**Extract:**

----

There is yet another light in which these institutions may be considered. It is surely not improper to provide a retreat for those who, stained by some deep and enormous crime, wish to expiate by severe and uncommon penitence those offences which render them unworthy of freer commerce with the world. Repentance is never so secure from a relapse as when it breaks off at once from every former connexion, and entering upon a new course of life, bids adieu to every object that might revive the idea of temptations which have once prevailed. In these solemn retreats, the stillness and acknowledged sanctity of the place, with the striking novelty of every thing around them, might have great influence in calming the passions; might break the force of habit, and suddenly induce a new turn of thinking.

There are likewise afflictions so overwhelming to humanity, that they leave no relish in the mind for any thing else than to enjoy its own melancholy in silence and solitude; and to a heart torn with remorse, or oppressed with sorrow, the gloomy severities of La Trappe are really a relief. Retirement is also the favourite wish of age. Many a statesman, and many a warrior, sick of the bustle of that world to which they had devoted the prime of their days, have longed for some quiet cell, where, like Cardinal Wolsey, or Charles the Fifth, they might shroud their gray hairs, and lose sight of the follies with which they had been too much tainted.

----

Raw records:
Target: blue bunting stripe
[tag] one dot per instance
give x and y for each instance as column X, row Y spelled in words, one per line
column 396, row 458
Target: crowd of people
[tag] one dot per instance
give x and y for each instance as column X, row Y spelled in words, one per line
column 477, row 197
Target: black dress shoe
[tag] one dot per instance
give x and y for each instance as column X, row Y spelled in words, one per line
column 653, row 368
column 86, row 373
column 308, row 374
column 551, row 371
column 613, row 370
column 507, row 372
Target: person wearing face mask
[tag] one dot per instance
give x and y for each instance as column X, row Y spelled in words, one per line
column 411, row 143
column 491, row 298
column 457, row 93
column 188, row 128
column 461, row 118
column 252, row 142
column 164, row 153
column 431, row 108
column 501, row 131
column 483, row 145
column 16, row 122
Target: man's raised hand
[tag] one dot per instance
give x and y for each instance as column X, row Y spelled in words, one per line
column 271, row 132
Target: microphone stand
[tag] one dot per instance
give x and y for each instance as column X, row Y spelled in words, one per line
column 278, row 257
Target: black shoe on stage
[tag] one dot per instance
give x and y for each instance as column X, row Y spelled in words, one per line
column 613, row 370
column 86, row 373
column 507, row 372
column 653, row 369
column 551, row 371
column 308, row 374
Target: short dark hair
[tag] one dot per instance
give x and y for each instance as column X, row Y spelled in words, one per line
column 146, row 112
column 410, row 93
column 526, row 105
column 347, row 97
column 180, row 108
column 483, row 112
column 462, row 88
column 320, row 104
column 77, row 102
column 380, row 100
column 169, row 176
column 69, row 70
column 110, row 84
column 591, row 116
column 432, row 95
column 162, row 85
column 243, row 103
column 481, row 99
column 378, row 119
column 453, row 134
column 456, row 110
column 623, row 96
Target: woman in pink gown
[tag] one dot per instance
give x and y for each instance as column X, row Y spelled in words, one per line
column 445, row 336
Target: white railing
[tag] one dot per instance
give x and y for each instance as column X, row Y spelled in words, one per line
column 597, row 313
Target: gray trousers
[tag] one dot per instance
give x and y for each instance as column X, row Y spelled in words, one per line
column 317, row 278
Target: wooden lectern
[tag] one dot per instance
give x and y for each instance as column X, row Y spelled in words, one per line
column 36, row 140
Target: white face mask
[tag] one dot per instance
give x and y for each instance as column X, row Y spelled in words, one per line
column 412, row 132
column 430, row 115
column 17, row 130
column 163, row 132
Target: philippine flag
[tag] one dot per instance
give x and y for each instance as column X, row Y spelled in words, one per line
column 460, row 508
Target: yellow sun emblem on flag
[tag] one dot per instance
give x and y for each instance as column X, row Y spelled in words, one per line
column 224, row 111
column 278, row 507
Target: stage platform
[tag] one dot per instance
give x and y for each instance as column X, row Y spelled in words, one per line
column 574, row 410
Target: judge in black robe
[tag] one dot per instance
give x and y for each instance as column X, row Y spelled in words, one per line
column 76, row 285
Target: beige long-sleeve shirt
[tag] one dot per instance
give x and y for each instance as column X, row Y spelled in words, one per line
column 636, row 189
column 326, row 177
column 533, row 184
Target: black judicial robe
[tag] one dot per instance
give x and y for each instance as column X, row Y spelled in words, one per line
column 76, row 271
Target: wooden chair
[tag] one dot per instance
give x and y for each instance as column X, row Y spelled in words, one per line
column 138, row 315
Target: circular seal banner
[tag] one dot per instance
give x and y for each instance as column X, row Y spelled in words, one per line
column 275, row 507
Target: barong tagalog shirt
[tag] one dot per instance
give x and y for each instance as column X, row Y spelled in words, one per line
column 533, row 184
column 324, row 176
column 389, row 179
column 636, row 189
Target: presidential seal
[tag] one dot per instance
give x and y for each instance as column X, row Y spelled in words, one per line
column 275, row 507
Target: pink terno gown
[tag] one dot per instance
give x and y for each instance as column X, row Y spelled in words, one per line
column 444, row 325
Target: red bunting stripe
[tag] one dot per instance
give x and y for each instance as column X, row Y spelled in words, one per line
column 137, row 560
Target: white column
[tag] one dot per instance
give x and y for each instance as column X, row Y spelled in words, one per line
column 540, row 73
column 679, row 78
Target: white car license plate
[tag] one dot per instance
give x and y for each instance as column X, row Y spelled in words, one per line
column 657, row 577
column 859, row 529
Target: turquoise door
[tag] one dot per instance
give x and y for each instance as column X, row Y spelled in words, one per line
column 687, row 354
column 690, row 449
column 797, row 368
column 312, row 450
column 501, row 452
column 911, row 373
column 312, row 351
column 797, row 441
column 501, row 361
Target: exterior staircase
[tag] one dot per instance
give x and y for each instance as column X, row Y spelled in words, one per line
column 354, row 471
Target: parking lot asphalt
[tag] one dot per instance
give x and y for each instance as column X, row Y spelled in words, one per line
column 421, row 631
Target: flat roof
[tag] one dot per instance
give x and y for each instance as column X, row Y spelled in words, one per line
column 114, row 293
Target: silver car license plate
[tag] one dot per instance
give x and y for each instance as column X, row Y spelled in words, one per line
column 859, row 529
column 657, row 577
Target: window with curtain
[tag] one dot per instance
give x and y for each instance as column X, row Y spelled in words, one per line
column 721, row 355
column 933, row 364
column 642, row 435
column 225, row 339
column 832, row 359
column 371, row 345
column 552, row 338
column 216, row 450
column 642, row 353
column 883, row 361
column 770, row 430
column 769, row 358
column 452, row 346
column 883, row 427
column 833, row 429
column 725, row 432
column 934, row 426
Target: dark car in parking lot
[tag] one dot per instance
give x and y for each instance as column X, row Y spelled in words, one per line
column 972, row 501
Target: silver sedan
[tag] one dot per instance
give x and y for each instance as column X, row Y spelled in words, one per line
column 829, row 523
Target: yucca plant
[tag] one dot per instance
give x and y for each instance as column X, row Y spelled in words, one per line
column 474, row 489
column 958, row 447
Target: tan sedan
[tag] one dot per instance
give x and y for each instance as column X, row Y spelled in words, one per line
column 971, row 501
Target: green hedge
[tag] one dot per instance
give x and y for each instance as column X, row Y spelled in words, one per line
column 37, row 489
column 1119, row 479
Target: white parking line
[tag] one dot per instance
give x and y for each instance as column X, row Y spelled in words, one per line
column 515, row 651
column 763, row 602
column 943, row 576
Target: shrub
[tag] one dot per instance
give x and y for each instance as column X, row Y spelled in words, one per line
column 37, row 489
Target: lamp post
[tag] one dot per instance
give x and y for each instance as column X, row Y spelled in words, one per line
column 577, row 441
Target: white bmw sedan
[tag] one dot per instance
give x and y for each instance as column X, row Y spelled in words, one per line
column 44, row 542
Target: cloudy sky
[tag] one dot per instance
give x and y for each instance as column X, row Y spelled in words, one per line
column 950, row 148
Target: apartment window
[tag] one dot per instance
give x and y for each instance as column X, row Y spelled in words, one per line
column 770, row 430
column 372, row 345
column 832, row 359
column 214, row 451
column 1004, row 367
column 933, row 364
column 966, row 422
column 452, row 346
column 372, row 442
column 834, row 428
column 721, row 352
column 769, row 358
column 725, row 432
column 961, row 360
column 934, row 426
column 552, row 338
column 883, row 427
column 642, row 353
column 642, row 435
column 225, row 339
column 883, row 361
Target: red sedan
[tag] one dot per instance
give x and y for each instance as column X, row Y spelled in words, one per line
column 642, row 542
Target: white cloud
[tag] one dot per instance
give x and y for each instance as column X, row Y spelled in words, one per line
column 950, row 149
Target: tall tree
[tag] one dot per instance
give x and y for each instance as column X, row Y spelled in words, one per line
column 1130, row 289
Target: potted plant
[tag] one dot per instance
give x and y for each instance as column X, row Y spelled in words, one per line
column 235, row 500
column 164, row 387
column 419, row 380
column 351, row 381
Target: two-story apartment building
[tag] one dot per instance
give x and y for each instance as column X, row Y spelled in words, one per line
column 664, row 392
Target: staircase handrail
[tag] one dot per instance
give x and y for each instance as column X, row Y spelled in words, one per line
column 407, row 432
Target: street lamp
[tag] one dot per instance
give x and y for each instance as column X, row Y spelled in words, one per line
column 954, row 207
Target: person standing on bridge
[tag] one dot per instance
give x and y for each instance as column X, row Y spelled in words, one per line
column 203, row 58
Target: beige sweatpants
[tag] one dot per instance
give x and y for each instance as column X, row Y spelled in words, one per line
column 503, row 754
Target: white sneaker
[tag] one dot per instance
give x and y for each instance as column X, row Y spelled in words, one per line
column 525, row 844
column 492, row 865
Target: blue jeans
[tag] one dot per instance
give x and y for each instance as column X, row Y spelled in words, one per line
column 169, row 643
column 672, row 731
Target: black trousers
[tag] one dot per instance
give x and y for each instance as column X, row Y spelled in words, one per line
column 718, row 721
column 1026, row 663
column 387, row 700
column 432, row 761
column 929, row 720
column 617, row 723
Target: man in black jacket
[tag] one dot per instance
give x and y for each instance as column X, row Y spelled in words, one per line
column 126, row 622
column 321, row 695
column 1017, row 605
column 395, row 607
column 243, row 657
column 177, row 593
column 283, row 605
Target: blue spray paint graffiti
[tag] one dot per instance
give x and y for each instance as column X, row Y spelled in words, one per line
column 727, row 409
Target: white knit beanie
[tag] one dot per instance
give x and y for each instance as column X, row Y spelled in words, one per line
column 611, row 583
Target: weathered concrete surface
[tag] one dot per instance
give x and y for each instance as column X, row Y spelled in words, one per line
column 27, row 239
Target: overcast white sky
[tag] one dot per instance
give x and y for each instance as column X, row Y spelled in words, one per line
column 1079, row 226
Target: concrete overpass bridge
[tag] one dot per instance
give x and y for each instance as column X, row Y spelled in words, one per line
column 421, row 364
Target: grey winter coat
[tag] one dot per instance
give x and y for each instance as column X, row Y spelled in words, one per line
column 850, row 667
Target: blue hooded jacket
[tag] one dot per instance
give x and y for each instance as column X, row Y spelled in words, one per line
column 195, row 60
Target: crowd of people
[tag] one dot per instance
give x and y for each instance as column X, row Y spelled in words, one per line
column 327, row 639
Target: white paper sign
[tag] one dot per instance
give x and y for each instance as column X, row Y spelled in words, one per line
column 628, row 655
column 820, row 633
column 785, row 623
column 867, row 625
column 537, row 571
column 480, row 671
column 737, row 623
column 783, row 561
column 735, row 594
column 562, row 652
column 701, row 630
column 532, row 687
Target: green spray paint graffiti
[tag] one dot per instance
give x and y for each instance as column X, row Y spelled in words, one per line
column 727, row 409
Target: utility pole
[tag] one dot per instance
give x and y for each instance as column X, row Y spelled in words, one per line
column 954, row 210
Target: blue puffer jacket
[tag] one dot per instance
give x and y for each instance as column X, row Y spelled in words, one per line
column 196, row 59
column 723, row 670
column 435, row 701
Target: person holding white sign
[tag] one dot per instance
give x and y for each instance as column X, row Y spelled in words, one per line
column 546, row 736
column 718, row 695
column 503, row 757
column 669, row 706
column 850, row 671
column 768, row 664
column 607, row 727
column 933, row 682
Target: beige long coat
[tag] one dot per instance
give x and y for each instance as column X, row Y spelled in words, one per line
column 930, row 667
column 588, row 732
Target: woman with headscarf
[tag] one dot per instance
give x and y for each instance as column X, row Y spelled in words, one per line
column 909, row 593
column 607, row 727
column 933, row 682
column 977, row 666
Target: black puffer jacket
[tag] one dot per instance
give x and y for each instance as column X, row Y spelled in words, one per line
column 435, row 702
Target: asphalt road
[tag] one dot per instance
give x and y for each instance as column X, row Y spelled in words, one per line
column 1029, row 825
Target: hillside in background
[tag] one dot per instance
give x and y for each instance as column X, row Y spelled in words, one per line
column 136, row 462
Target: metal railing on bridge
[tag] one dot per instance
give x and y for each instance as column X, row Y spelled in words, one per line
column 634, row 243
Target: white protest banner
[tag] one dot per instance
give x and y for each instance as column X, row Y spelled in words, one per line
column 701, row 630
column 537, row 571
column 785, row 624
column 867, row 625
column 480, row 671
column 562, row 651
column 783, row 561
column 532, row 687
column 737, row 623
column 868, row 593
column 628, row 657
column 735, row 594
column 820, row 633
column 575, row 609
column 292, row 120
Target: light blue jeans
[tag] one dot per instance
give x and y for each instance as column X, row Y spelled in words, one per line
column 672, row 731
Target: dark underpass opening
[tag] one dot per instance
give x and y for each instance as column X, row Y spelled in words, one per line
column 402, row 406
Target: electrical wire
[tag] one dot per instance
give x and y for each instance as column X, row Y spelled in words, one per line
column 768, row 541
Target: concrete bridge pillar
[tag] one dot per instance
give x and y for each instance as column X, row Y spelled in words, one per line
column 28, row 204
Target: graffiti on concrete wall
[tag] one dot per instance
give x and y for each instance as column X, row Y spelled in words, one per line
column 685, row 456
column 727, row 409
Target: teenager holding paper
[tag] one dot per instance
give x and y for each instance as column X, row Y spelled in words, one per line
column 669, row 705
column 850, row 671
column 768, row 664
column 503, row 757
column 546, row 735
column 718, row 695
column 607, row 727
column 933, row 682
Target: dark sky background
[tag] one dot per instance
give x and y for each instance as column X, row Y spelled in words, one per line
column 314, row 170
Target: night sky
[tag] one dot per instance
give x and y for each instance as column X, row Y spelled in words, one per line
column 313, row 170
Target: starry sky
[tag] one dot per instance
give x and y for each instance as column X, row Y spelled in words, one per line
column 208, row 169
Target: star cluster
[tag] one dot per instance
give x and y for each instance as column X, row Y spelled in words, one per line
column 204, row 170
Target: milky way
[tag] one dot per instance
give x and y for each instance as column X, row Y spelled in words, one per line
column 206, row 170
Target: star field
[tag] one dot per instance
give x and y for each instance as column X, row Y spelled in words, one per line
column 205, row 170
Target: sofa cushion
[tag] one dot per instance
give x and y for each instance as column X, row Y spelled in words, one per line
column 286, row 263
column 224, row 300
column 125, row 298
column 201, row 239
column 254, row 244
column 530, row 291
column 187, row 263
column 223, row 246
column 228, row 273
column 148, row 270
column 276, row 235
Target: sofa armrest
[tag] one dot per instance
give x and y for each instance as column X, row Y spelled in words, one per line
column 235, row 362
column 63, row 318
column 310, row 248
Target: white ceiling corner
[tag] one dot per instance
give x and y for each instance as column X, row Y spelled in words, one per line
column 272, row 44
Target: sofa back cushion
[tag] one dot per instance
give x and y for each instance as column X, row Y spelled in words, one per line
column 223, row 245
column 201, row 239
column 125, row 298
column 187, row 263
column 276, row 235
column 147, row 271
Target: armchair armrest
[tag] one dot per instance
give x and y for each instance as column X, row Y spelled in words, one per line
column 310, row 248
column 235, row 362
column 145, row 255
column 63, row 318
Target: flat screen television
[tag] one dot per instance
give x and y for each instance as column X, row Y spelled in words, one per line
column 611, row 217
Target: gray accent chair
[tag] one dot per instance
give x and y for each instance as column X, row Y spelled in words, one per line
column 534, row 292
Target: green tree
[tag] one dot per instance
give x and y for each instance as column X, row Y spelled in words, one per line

----

**Requirements:**
**A)** Reproduce the stretch of the passage on retreats from "There is yet" through "turn of thinking.", word for word.
**B)** In the passage on retreats, which two men are named as examples of those who longed for a quiet cell in their old age?
You won't need the lines for any of this.

**Responses:**
**A)**
There is yet another light in which these institutions may be considered. It is surely not improper to provide a retreat for those who, stained by some deep and enormous crime, wish to expiate by severe and uncommon penitence those offences which render them unworthy of freer commerce with the world. Repentance is never so secure from a relapse as when it breaks off at once from every former connexion, and entering upon a new course of life, bids adieu to every object that might revive the idea of temptations which have once prevailed. In these solemn retreats, the stillness and acknowledged sanctity of the place, with the striking novelty of every thing around them, might have great influence in calming the passions; might break the force of habit, and suddenly induce a new turn of thinking.

**B)** Cardinal Wolsey and Charles the Fifth.